Description of the task: Write each line exactly as it stands, from the line containing "Question. Locate the boy's dark" through the end of the data.

====== The data

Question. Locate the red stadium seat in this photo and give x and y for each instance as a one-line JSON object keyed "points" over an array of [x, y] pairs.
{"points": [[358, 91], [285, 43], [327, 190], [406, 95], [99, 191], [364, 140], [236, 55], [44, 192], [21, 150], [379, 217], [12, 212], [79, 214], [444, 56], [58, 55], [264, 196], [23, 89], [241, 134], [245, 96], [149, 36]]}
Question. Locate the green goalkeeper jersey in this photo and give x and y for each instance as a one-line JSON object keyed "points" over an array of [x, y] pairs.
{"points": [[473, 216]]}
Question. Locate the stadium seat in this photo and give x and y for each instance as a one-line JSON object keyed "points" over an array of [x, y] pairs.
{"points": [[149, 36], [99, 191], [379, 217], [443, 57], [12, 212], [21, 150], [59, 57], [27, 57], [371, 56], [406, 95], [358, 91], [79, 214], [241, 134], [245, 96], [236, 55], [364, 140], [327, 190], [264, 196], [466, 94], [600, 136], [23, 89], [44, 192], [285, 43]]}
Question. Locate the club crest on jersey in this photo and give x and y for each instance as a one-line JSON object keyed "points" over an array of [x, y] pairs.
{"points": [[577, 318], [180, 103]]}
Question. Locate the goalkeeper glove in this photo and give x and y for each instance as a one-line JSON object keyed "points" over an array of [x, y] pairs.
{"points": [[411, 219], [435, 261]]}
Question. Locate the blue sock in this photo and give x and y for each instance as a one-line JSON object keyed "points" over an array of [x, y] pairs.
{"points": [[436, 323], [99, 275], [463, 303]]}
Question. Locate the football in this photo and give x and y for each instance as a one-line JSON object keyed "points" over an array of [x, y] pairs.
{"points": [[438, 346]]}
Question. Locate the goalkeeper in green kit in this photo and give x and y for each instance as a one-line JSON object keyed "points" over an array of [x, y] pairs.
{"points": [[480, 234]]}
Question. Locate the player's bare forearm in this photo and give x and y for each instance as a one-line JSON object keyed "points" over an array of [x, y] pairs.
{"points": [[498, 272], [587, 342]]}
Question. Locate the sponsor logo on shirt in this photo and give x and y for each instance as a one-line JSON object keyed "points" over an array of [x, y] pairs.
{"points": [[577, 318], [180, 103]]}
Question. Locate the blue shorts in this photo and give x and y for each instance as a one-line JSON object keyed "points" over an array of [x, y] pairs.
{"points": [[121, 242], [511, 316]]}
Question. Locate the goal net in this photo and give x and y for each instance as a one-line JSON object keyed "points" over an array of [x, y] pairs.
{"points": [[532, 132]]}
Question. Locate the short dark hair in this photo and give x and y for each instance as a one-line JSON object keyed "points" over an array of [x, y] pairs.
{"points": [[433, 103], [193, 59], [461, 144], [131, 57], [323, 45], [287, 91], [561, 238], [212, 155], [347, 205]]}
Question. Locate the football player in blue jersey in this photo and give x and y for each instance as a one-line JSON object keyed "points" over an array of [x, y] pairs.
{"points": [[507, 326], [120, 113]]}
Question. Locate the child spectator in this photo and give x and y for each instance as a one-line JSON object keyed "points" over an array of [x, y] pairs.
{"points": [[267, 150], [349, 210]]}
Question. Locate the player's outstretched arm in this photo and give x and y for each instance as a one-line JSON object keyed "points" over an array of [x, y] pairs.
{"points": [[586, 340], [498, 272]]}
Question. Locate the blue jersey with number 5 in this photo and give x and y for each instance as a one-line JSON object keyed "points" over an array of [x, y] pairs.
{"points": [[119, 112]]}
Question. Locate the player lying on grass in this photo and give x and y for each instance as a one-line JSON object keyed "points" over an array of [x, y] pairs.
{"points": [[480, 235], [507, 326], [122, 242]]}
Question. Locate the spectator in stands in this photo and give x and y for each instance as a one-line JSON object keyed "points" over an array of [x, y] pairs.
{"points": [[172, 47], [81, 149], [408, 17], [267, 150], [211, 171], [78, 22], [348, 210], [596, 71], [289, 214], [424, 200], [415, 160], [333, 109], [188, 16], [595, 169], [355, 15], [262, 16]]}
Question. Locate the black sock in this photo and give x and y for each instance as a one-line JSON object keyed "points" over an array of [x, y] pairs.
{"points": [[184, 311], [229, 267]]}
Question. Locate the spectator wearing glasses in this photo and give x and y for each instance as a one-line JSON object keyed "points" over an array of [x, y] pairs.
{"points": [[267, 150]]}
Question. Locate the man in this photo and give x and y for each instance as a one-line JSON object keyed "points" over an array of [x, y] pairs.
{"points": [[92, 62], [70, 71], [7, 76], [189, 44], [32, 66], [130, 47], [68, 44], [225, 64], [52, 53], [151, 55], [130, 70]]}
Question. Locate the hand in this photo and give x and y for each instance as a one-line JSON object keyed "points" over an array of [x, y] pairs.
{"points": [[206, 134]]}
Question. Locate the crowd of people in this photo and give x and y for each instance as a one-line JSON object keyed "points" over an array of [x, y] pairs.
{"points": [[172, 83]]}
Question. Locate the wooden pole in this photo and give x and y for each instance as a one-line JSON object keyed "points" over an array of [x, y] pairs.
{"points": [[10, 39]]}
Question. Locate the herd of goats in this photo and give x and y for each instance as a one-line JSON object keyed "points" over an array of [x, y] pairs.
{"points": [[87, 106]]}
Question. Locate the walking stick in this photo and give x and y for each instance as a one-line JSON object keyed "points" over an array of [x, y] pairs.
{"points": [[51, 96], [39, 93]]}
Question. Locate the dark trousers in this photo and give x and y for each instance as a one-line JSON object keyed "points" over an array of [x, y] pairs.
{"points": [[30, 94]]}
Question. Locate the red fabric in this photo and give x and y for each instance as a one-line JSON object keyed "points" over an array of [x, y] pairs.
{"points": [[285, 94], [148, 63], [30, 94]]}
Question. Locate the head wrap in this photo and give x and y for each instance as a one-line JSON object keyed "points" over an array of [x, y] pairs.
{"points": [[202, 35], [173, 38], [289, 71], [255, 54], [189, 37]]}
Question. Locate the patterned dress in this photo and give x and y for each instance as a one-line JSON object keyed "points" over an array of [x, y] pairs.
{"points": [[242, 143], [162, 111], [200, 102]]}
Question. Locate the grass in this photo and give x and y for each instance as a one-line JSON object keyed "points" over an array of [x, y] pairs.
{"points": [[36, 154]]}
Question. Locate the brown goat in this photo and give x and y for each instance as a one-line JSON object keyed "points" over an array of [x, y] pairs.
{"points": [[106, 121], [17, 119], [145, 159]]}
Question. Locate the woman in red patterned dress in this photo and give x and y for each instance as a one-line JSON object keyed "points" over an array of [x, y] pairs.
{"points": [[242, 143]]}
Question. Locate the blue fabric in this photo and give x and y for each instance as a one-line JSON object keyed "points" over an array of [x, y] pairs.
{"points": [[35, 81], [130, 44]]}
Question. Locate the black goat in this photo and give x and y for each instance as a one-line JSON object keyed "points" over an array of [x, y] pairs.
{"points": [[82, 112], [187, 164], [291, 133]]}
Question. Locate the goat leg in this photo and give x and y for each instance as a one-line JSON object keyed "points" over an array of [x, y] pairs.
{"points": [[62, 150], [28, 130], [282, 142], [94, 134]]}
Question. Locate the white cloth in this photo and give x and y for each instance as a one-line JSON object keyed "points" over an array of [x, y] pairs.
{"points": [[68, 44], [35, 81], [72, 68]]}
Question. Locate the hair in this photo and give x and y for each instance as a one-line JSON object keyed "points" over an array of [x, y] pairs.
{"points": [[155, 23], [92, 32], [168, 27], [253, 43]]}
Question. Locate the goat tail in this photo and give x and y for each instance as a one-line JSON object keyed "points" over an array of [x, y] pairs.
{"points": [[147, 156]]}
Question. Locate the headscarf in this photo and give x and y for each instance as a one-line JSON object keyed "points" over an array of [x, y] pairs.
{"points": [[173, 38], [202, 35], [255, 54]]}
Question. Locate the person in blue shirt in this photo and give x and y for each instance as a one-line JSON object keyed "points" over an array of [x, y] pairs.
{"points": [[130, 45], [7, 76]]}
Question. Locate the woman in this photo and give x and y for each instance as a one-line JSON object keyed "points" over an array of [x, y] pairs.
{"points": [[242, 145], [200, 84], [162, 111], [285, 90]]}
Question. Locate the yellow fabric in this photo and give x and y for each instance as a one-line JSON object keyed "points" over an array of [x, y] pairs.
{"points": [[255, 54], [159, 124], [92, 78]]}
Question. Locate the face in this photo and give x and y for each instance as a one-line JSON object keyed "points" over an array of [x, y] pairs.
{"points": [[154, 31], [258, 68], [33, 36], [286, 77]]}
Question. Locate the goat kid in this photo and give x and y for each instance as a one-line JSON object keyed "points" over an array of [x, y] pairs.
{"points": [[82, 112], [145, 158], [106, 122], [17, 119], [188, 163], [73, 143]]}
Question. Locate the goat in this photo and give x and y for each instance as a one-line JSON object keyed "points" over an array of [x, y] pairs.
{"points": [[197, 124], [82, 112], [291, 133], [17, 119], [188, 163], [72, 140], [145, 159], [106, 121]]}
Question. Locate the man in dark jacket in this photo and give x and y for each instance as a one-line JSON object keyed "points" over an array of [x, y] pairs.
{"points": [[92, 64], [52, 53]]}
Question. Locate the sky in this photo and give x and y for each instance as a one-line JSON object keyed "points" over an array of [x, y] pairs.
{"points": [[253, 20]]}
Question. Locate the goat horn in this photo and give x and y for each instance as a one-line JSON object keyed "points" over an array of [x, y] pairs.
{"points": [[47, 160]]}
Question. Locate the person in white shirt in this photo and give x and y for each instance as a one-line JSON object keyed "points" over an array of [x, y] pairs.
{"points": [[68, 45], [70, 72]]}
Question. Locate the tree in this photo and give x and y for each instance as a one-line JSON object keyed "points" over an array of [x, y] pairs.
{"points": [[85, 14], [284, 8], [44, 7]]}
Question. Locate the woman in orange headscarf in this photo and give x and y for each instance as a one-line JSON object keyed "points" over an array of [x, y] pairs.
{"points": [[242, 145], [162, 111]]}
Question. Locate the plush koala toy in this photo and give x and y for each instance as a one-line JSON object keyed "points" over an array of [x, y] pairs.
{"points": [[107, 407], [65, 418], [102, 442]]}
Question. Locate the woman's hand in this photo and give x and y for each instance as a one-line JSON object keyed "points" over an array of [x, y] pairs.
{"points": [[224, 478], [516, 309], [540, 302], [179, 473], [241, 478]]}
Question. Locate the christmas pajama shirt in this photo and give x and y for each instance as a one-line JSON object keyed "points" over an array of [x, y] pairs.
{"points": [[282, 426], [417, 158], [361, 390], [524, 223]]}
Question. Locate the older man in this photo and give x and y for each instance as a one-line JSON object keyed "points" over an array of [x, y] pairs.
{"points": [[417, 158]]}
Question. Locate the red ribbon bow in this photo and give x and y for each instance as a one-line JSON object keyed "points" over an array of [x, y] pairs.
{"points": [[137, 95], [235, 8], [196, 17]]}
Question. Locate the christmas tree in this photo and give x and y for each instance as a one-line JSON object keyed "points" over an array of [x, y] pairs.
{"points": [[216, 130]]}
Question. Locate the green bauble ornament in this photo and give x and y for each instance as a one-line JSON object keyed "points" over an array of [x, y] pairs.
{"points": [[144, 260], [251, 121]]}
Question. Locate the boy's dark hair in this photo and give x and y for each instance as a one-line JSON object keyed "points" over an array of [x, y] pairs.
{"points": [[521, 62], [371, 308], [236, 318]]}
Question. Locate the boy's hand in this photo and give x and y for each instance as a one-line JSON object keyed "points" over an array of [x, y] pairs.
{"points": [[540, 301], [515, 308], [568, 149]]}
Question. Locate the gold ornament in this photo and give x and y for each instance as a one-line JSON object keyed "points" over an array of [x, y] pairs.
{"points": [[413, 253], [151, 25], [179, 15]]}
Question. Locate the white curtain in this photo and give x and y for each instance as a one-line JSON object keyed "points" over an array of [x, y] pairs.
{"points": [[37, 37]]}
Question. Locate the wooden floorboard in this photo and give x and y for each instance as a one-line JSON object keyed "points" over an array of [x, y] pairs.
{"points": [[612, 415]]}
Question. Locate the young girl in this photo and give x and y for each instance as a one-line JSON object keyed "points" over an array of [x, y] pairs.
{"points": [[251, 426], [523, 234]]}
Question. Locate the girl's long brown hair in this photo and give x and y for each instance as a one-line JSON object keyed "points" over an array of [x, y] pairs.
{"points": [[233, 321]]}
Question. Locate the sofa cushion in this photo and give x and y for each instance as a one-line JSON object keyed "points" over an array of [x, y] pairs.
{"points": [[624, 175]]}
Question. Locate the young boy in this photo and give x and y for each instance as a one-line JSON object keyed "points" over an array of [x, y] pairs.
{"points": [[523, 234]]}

============

Response:
Question. Locate the boy's dark hair in this photo and give x and y for each instance as a one-line JSON object keyed "points" over an array of [x, y] pairs.
{"points": [[521, 62], [371, 308], [236, 318]]}
Question. Locate the boy's hand in this photo and give x and y for each instance as a one-line JSON object keyed "points" over an array of [x, y] pairs.
{"points": [[540, 301], [515, 308], [568, 149]]}
Question. Locate the gold ornament in this photo and give x and y for each instance as a one-line JSON object keyed "points" over an array of [x, y] pairs.
{"points": [[413, 253], [151, 25], [179, 15]]}
Question. Locate the white curtain in this photo and give x and y for each instance as a one-line JSON object keyed "points" over an array of [x, y] pairs.
{"points": [[37, 37]]}
Question. Locate the wooden floorboard in this photo and give x and y for each instance as a one-line JSON object keyed "points" over an array of [x, y] pairs.
{"points": [[612, 415]]}
Question. Locate the young girl in this photo and give x and y for each instance as a one-line JSON object keyed "points" over an array of [x, y] pairs.
{"points": [[251, 426], [523, 234]]}
Question. Locate the girl's long brown hair in this photo and give x and y for each instance as a one-line JSON object keyed "points" over an array of [x, y] pairs.
{"points": [[233, 321]]}
Question. Locate the sofa cushion in this photo and give x and y for each instance as a one-line JSON object keyed "points" over an array of [x, y] pairs.
{"points": [[624, 175]]}
Question. Locate the young boy in this photo and give x and y for each instance as a one-line JSON object keyed "points" over an array of [x, y] pairs.
{"points": [[523, 234]]}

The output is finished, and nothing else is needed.